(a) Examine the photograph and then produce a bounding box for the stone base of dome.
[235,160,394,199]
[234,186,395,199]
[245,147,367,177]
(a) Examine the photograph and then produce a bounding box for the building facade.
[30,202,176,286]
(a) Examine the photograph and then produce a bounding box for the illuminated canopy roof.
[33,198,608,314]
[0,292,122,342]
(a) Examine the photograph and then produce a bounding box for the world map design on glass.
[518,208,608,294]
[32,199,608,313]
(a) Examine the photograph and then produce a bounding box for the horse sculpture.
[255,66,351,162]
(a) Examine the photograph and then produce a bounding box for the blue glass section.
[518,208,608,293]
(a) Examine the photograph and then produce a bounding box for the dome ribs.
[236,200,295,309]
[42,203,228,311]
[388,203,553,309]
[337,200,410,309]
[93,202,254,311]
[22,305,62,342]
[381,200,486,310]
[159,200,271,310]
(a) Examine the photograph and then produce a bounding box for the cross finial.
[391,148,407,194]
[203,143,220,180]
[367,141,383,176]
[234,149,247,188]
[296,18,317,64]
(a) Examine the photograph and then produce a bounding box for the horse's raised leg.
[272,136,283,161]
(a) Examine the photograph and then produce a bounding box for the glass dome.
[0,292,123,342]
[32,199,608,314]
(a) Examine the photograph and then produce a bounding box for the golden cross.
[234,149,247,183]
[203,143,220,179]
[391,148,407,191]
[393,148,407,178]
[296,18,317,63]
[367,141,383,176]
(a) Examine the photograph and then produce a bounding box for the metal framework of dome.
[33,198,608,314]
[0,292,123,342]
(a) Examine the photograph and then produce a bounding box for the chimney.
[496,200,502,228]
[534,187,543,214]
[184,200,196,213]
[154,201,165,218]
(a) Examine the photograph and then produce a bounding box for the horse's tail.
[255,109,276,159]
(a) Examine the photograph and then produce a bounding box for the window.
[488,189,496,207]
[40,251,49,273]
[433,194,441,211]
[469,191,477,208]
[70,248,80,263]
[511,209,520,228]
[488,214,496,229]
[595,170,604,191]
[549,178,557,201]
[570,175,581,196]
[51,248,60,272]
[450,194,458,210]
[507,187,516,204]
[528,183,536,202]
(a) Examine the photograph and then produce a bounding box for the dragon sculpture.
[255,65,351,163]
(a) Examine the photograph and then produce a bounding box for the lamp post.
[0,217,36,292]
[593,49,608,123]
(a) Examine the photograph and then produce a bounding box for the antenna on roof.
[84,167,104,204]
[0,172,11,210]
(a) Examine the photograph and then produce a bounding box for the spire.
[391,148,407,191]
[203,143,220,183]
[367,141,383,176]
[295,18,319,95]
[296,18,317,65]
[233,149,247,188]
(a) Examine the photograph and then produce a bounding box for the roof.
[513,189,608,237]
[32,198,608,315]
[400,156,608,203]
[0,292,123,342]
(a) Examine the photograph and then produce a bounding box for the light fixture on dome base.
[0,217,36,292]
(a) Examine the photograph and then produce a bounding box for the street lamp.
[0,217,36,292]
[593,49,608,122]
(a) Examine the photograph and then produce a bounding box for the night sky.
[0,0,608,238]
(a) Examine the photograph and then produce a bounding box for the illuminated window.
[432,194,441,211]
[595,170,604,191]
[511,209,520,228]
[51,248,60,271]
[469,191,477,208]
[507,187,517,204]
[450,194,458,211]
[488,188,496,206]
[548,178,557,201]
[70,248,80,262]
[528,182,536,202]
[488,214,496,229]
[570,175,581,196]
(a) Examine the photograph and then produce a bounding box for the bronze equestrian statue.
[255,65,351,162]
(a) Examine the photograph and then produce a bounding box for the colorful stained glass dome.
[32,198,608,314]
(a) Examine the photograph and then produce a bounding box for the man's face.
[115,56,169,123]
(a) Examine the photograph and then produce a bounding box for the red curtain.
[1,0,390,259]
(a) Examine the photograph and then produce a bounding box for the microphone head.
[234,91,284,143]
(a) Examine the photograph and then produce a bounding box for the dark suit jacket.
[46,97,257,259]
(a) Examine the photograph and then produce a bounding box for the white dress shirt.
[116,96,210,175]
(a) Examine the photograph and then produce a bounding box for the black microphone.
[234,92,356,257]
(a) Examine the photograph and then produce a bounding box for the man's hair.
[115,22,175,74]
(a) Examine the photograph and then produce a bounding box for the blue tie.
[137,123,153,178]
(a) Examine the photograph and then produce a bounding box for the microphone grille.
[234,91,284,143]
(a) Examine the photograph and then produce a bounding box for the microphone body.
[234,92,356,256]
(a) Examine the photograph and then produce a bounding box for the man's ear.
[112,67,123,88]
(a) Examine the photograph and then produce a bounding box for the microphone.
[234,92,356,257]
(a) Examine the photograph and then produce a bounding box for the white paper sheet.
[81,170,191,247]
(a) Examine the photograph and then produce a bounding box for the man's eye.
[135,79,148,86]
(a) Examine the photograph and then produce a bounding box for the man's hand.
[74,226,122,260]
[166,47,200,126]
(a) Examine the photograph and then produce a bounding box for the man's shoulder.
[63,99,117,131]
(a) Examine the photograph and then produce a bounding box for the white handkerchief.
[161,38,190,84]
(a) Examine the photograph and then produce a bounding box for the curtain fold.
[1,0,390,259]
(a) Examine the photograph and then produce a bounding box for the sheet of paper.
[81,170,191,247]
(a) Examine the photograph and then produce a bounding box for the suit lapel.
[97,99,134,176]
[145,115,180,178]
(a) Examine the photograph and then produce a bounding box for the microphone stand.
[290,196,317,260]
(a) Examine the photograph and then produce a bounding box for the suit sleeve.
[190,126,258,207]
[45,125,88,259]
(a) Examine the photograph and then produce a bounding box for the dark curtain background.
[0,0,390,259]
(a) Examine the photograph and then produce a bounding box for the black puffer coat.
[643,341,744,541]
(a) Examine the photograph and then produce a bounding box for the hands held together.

* TASK OBJECTIVE: Copy every item above word for word, keeping them in their original order.

* RESULT OF THIS TASK:
(a) Examine the photograph and then produce a bounding box for the stone base of dome.
[235,160,394,199]
[234,186,395,199]
[245,147,367,177]
(a) Examine the photograph and then produce a bounding box for the building facade.
[30,202,176,286]
(a) Examine the photograph and then produce a bounding box for the illuminated canopy roof.
[33,198,608,314]
[0,292,122,342]
(a) Examine the photograph and then produce a bounding box for the world map design on glass.
[518,208,608,294]
[32,199,608,313]
(a) Examine the photograph and then produce a bounding box for the horse sculpture.
[255,66,351,162]
(a) Examine the photograph and then produce a bounding box for the blue glass section.
[518,208,608,293]
(a) Examine the photograph and then produce a bounding box for the dome ribs.
[236,200,295,309]
[42,203,228,311]
[388,203,553,309]
[337,200,410,309]
[93,202,254,311]
[22,305,62,342]
[381,200,486,310]
[159,200,271,310]
(a) Examine the photograph and then produce a bounding box for the cross finial.
[391,148,407,194]
[203,143,220,180]
[367,141,383,176]
[234,149,247,188]
[296,18,317,64]
(a) Examine the photograph and then produce a bounding box for the horse's raised leg.
[272,136,283,161]
(a) Examine the photograph and then produce a bounding box for the glass dome.
[0,292,123,342]
[32,199,608,314]
(a) Examine the photograph and then produce a bounding box for the golden cross.
[234,149,247,183]
[203,143,220,179]
[391,148,407,191]
[393,148,407,178]
[296,18,317,63]
[367,141,383,176]
(a) Examine the photograph and then produce a bounding box for the metal framework of dome.
[33,198,608,314]
[0,292,123,342]
(a) Examine the photograph and then produce a bounding box for the chimney.
[496,200,502,228]
[534,187,543,214]
[184,200,196,213]
[154,201,165,218]
(a) Examine the photograph and then produce a bounding box for the horse's tail.
[255,109,276,159]
(a) Examine the photograph and then produce a bounding box for the window.
[488,189,496,207]
[40,251,49,273]
[433,194,441,211]
[469,191,477,208]
[70,248,80,263]
[511,209,520,228]
[488,214,496,229]
[595,170,604,191]
[549,178,557,201]
[570,175,581,196]
[51,248,60,272]
[450,194,458,210]
[507,187,516,204]
[528,183,536,202]
(a) Examine the photograph and then produce a bounding box for the dragon sculpture.
[255,65,351,163]
(a) Examine the photograph and then produce a bounding box for the lamp post.
[0,217,36,292]
[593,49,608,123]
(a) Examine the photograph and then produce a bounding box for the antenna on roof.
[84,167,104,204]
[0,172,11,210]
(a) Examine the photograph and then produce a bounding box for the spire.
[391,148,407,191]
[203,143,220,183]
[367,141,383,176]
[295,18,319,95]
[296,18,317,65]
[233,149,247,188]
(a) Examine the photograph and then produce a bounding box for the roof.
[513,189,608,237]
[32,198,608,315]
[400,156,608,203]
[0,292,123,342]
(a) Examine the photograph and then produce a bounding box for the light fixture on dome base.
[0,217,36,292]
(a) Examine the photograph and then produce a bounding box for the street lamp.
[0,217,36,292]
[593,49,608,122]
(a) Examine the photograph and then produce a bounding box for the night sky.
[0,0,608,238]
(a) Examine the photograph and then produce a bounding box for the illuminated window.
[432,194,441,211]
[595,170,604,191]
[511,209,520,228]
[51,248,60,271]
[469,191,477,208]
[507,187,517,204]
[450,194,458,211]
[488,188,496,206]
[548,178,557,201]
[70,248,80,262]
[528,182,536,202]
[488,214,496,229]
[570,175,581,196]
(a) Examine the photograph and then produce a bounding box for the bronze equestrian statue.
[255,65,351,162]
(a) Examine the photograph and then produce a bounding box for the colorful stained glass dome.
[32,198,608,314]
(a) Examine the photograph and then produce a bounding box for the man's face.
[115,56,169,123]
(a) Examine the photograph and then produce a bounding box for the red curtain.
[1,0,390,259]
(a) Examine the photograph and then produce a bounding box for the microphone head.
[234,91,284,143]
(a) Examine the photograph and then produce a bounding box for the dark suit jacket.
[46,97,257,259]
(a) Examine the photograph and then produce a bounding box for the white dress shirt.
[116,96,210,175]
(a) Examine the photograph and then produce a bounding box for the black microphone.
[234,92,356,257]
(a) Examine the photograph and then produce a bounding box for the man's hair.
[115,22,175,74]
(a) Examine the photograph and then produce a bounding box for the blue tie.
[137,123,153,178]
(a) Examine the photograph and then produce a bounding box for the microphone grille.
[234,91,284,143]
(a) Examine the photograph and then produce a bounding box for the microphone body.
[234,92,356,256]
(a) Examine the photograph and then produce a bounding box for the man's ear.
[112,67,123,88]
(a) Examine the photograph and then produce a bounding box for the microphone.
[234,92,356,257]
(a) Examine the photograph and then produce a bounding box for the white paper sheet.
[81,170,191,247]
(a) Examine the photograph and then produce a bounding box for the man's eye.
[135,79,148,86]
(a) Examine the photograph and then produce a bounding box for the man's hand.
[74,226,122,260]
[166,47,200,126]
(a) Examine the photograph and then produce a bounding box for the man's shoulder.
[63,99,117,131]
(a) Examine the photograph and then produce a bounding box for the white handkerchief.
[161,38,190,84]
(a) Examine the photograph and then produce a bounding box for the curtain fold.
[1,0,390,259]
(a) Examine the photograph and then produce a bounding box for the sheet of paper.
[81,170,191,247]
(a) Examine the photograph and then produce a bounding box for the suit lapel.
[97,99,134,176]
[145,115,180,178]
(a) Examine the photograph and then produce a bounding box for the microphone stand.
[290,196,317,260]
(a) Examine the photograph and then produce a bounding box for the suit sleeve.
[190,126,258,207]
[45,125,88,259]
(a) Examine the photograph and then produce a bounding box for the dark curtain background.
[0,0,390,259]
(a) Examine the photograph and then produce a bounding box for the black puffer coat.
[643,341,744,541]
(a) Examine the photograph and then produce a bounding box for the hands held together.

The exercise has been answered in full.